### Document extract
-- Opening Marker --

RGAlign-Rec: Ranking-Guided Alignment for Latent Query Reasoning in Recommendation Systems

📝 Paper Summary

Proactive Intent Prediction Chatbot Recommendations LLM Alignment for Recommendation

RGAlign-Rec aligns an LLM's semantic reasoning with downstream ranking objectives by using a query-enhanced ranking model as a reward signal for refining the LLM's latent query representations.

Core Problem

In chatbot recommendations, there is a semantic gap between discrete user features and fine-grained intents, and a misalignment between general LLM objectives (fluency) and task-specific ranking goals (CTR).

Why it matters:

Standard recommendation models rely on ID-based collaborative signals, failing to capture the semantic nuance of service issues in zero-query chatbot settings.
General-purpose LLMs produce representations optimized for human readability, which are often sub-optimal for ranking metrics like Click-Through Rate.
Proactive prediction of user intent (e.g., delivery delays) is critical for reducing friction in customer service chatbots handling millions of daily interactions.

-- Closing Marker --

### What needs to be done
Duplicate the RGAlign-Rec paper summary from "RGAlign-Rec aligns an" to "latent query representations." word for word. Rely only on the text about RGAlign-Rec when carrying out what is asked.

### Records provided
-- Opening Marker --

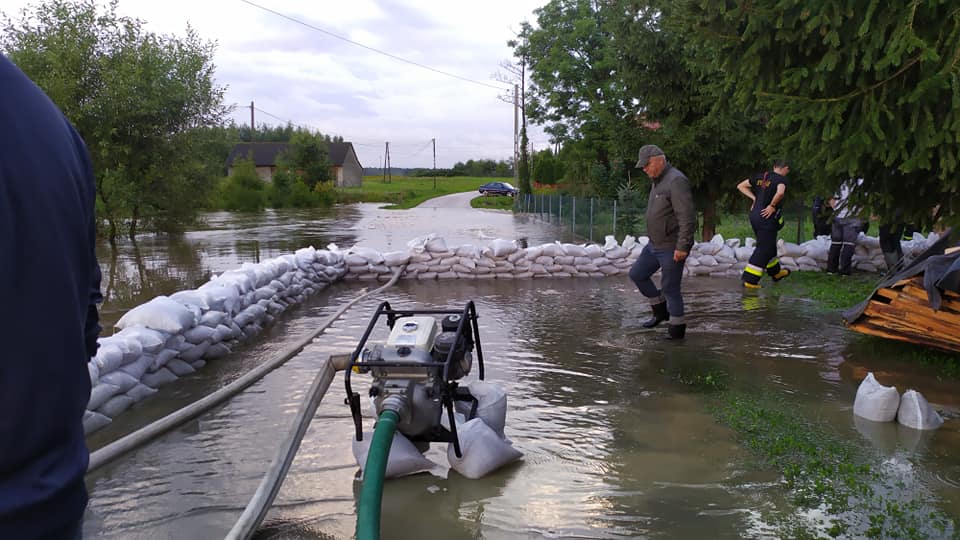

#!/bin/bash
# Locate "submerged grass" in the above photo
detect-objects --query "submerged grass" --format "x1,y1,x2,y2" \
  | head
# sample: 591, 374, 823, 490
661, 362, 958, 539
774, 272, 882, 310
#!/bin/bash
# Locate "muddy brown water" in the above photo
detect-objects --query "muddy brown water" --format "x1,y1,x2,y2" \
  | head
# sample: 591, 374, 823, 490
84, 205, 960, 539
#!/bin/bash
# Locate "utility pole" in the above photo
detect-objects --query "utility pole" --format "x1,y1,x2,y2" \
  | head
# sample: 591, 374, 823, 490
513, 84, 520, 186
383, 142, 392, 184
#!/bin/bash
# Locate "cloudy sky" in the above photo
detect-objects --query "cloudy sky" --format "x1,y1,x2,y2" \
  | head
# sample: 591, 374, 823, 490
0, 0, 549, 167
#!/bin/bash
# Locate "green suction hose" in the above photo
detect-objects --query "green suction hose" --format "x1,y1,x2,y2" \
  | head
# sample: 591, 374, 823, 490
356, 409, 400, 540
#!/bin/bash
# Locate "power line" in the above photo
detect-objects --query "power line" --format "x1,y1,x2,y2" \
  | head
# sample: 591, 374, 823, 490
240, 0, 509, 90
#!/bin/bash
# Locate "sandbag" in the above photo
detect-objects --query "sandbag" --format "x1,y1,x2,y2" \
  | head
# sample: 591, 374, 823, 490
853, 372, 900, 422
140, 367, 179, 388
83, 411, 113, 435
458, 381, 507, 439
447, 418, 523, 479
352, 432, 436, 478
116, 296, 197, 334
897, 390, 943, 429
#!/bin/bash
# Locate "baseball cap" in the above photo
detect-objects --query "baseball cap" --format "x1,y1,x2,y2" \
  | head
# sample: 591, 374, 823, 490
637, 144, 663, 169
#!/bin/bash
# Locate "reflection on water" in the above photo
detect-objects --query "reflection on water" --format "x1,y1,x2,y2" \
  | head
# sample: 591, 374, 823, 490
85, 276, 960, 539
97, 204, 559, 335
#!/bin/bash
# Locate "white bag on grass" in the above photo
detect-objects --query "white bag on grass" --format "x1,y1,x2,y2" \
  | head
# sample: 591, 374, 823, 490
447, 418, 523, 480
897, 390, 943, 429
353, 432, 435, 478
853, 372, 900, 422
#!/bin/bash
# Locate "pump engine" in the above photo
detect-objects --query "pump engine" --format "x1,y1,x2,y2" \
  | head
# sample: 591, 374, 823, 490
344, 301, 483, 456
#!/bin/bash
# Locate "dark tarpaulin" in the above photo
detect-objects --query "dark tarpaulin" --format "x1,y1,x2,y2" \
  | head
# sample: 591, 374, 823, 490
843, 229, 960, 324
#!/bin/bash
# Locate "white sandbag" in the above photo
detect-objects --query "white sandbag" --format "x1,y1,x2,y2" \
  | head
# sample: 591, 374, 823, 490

-- Closing Marker --

### Reply
RGAlign-Rec aligns an LLM's semantic reasoning with downstream ranking objectives by using a query-enhanced ranking model as a reward signal for refining the LLM's latent query representations.